DIRECTIONS
Reproduce every line of the entries below, requests included, and offset each coordinate in the answers by adding 86. Keep the numbers in the requests and their format samples unchanged.

[Point labeling dataset excerpts]
- - - - - - -
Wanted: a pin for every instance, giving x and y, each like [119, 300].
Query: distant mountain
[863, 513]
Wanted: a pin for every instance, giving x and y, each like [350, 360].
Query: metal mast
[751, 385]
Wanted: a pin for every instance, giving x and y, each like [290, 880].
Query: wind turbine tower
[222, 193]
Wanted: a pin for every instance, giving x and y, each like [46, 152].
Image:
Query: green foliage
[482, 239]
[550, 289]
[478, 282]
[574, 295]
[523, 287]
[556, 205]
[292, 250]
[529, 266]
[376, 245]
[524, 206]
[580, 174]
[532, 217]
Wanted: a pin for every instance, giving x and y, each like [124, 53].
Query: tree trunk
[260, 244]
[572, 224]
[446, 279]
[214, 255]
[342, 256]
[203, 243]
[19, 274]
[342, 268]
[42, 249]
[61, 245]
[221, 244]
- - - - - - -
OUTPUT
Wanted: a pin for every instance, giving x and y, each like [119, 300].
Query: distant mountain
[949, 599]
Wanted: a pin for every instance, giving x and y, each like [350, 360].
Query: metal mast
[837, 471]
Wanted: a pin for every instance, giving x and y, each like [290, 880].
Query: wind turbine tower
[308, 279]
Wanted: a pin for every instance, giving x and y, each like [46, 152].
Image:
Query: green foliage
[568, 325]
[636, 375]
[564, 368]
[660, 381]
[609, 373]
[642, 291]
[378, 336]
[615, 352]
[462, 331]
[610, 292]
[666, 260]
[618, 303]
Wanted: a pin for every instance, giving x and y, each like [124, 53].
Query: tree trunk
[346, 330]
[658, 310]
[532, 365]
[300, 341]
[428, 342]
[289, 329]
[105, 360]
[428, 354]
[128, 335]
[147, 331]
[307, 330]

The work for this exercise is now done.